Stated goal. Reproduce the data below from the start through the line containing "382 170 429 230", changing "window glass" to "glass pane" and leaving everything else the same. Omit the pictures.
** START OF Listing **
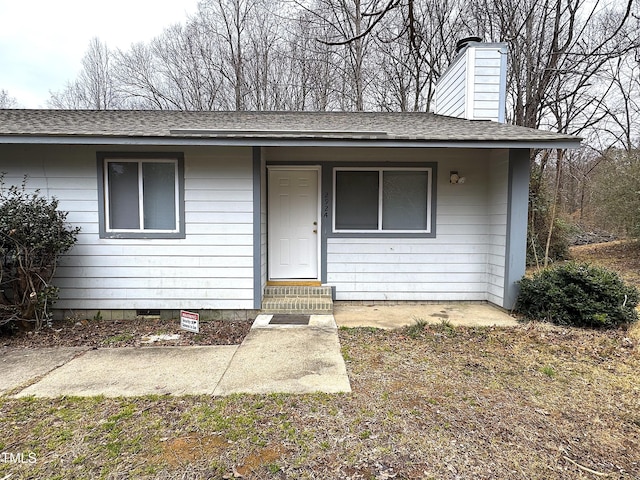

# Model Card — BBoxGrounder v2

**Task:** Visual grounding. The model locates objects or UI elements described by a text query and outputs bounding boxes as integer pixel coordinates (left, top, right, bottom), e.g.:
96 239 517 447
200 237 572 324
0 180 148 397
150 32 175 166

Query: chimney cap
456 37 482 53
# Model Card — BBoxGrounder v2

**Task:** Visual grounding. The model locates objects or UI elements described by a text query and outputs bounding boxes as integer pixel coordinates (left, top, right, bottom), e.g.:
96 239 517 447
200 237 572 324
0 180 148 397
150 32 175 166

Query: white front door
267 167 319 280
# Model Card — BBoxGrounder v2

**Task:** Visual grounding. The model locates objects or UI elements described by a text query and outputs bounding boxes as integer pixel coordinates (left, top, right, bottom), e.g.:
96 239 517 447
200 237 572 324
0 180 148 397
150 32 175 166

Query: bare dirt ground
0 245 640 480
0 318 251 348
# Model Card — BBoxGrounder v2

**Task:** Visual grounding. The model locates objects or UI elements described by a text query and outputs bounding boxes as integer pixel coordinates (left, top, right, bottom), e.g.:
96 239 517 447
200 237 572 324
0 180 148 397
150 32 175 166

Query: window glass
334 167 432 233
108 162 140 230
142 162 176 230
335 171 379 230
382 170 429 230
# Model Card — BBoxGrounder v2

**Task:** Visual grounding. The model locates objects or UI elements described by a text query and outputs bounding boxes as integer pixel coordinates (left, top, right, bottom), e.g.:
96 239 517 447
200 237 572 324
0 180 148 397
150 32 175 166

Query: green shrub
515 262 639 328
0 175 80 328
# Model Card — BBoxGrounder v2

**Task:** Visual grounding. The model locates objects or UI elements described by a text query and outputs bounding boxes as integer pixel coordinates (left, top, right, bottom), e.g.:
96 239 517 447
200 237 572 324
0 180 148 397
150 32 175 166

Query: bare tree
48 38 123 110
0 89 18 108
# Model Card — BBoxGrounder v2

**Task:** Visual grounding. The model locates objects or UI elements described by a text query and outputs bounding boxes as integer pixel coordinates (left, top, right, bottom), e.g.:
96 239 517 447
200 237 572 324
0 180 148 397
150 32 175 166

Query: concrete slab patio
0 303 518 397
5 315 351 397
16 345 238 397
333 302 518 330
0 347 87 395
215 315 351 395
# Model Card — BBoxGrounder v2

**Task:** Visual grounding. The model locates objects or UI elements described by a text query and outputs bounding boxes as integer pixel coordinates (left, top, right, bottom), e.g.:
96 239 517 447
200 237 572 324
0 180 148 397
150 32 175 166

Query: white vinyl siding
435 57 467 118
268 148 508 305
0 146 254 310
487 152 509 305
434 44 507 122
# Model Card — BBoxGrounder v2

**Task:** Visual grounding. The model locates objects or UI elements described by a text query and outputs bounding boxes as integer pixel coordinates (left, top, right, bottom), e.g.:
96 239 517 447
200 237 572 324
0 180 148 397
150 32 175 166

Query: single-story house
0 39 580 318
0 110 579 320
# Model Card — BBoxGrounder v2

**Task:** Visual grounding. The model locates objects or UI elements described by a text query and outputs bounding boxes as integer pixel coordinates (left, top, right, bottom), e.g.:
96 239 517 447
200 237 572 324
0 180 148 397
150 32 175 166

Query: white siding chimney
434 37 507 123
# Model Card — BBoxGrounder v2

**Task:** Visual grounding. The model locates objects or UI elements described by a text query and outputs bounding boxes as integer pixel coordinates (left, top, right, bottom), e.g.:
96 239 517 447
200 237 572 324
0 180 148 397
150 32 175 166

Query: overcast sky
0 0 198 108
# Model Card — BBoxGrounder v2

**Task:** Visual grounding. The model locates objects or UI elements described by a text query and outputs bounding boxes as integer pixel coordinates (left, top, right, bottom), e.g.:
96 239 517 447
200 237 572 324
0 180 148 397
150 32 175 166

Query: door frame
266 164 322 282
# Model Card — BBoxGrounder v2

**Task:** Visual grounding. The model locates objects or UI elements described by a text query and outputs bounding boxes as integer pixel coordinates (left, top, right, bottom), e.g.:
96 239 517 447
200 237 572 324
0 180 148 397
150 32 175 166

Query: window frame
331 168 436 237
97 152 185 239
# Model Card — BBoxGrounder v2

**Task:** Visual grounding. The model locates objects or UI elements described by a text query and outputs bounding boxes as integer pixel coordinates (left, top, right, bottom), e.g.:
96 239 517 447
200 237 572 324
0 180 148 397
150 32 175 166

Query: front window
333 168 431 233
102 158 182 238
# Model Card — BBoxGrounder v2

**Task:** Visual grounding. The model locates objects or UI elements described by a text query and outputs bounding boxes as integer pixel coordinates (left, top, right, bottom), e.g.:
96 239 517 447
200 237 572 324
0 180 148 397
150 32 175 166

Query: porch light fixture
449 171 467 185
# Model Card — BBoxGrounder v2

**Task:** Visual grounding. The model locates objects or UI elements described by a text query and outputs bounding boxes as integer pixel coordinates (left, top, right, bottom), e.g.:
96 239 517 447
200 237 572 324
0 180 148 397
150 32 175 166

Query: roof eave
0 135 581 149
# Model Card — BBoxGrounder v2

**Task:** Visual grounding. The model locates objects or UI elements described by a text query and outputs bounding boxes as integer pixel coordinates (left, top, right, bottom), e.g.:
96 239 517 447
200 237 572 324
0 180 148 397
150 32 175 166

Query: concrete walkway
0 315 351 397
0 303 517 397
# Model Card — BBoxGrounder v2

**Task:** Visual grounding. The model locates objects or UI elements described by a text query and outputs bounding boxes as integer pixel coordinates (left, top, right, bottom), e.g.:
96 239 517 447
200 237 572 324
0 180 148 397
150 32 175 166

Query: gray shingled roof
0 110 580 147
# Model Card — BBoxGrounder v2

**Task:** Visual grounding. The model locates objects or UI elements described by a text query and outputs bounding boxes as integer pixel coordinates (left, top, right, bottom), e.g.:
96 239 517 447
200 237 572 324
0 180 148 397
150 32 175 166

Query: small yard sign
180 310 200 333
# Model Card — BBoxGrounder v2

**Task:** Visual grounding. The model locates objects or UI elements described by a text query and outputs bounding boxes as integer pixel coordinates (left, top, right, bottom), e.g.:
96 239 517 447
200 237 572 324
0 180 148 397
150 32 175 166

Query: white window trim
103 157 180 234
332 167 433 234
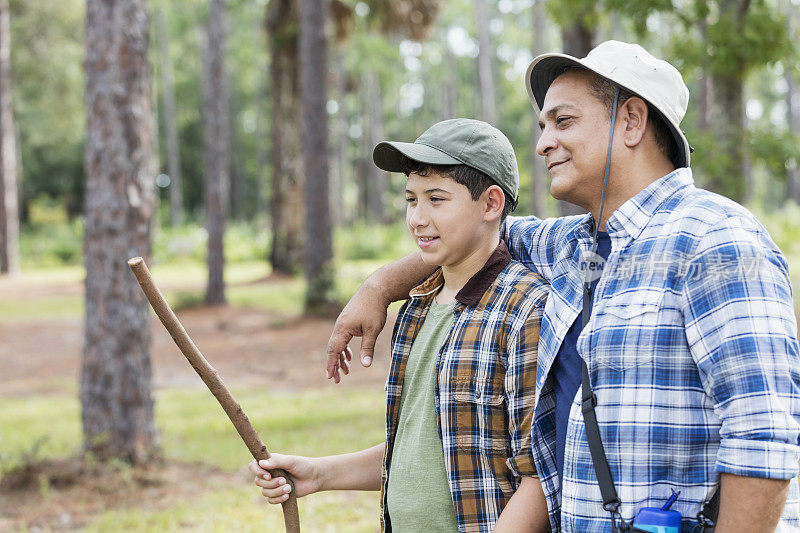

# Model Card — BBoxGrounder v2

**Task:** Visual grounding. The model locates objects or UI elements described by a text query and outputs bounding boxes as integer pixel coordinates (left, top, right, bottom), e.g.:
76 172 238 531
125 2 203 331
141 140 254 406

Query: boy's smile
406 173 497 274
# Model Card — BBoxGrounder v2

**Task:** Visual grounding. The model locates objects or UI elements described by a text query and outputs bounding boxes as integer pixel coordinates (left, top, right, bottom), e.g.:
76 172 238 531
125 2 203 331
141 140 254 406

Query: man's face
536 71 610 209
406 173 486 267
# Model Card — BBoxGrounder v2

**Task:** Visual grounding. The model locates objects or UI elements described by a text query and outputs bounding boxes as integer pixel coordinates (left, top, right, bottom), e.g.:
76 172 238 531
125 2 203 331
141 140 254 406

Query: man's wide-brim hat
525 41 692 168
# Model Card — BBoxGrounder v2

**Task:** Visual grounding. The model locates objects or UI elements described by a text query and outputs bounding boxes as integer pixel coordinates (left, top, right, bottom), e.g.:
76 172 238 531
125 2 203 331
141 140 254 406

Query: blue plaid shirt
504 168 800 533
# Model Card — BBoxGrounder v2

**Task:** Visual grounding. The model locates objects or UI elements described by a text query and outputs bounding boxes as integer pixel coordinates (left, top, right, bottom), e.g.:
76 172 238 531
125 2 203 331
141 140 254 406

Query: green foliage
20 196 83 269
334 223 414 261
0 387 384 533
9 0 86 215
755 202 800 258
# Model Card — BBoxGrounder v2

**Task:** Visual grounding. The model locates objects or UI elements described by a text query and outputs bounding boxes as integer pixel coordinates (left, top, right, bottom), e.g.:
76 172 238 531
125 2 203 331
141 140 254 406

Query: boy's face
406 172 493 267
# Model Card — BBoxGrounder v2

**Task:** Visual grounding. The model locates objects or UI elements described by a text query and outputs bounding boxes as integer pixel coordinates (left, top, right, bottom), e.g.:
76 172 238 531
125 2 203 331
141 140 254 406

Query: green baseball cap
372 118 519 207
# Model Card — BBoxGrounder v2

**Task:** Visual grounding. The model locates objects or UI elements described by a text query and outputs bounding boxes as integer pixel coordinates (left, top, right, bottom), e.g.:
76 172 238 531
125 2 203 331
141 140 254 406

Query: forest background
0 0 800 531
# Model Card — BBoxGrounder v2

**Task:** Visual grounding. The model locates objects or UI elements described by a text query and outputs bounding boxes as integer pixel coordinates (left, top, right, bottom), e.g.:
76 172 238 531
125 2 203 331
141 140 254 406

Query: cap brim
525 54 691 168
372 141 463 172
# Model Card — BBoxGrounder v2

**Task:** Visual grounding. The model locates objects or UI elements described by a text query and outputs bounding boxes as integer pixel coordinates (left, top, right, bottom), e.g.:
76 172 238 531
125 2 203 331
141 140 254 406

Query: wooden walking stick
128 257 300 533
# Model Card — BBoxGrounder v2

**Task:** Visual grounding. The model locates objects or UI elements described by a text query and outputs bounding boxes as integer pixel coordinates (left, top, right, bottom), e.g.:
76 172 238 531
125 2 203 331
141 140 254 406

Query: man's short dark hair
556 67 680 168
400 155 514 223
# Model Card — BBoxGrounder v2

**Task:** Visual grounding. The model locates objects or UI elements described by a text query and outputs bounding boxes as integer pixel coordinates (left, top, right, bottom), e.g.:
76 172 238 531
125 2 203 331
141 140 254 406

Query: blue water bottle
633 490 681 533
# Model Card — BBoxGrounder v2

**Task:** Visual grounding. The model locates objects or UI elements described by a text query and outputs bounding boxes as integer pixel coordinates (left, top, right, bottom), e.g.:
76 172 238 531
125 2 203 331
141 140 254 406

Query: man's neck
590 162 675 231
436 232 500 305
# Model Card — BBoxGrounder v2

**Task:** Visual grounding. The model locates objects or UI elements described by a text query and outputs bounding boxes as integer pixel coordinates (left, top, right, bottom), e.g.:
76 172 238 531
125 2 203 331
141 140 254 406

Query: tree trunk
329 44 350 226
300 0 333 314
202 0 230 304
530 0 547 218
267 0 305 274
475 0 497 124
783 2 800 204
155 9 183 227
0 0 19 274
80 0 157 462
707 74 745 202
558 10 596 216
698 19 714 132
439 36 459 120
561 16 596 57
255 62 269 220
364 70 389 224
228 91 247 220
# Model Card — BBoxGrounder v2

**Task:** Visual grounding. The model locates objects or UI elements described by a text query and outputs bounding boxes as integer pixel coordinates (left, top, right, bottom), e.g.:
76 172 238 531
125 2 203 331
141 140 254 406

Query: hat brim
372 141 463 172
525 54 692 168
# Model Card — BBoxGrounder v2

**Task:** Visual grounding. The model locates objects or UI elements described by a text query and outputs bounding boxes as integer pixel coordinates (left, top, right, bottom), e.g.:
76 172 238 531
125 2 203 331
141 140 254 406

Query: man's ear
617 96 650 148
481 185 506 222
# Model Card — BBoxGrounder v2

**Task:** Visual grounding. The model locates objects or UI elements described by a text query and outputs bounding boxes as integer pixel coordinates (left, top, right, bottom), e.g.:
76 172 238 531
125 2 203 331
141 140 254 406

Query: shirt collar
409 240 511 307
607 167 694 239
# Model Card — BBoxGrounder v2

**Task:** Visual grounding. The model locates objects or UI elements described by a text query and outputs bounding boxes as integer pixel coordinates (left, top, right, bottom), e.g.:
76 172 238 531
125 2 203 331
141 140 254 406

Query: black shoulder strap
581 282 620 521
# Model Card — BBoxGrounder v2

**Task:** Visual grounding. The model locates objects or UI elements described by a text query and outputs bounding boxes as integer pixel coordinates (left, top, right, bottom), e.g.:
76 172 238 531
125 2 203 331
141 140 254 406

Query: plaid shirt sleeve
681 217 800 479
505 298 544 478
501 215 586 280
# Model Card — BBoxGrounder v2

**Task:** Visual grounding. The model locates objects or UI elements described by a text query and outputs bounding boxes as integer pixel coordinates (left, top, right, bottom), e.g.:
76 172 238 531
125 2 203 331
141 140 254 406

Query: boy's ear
** END OF Listing **
Solution to this exercise.
# Model Card — BBoxGrounder v2

**Task:** Visual grounding. The model locates objects or UI elements described by a text query and outputs bounding boxes as integer pixel coordinates (left, top, right, bottom), e.g.:
96 239 517 447
200 237 572 324
0 180 148 397
150 32 175 166

Query: chimney cap
456 37 482 53
# Model Card — BBoxGrounder v2

**Task:** Visual grounding. The model locates objects or UI elements described by a text query and outputs bounding boxes as integer pixel coordinates (left, top, right, bottom), e.g.:
96 239 517 447
200 237 572 324
0 180 148 397
150 32 175 166

Query: white front door
267 167 319 280
# Model Card — BBoxGrounder v2

**Task:** Visual grounding. The model locates objects or UI elements described by a text query and outputs bounding boxes as integer pixel coordinates (left, top, right, bottom), e.g.:
96 239 517 447
200 237 572 324
0 180 148 397
150 32 175 166

Query: bare dirt ground
0 245 640 480
0 318 251 348
# Model Card — BBoxGrounder v2

**Task:** Visual grounding. The model locates objects or UI elements described by a text query and outputs bounding boxes as integer pixel coordinates (left, top, right, bottom), e.g.:
96 239 517 447
200 237 572 324
0 180 148 397
150 32 175 166

Query: glass pane
334 167 432 233
108 162 140 230
142 162 176 230
335 171 379 230
382 170 429 230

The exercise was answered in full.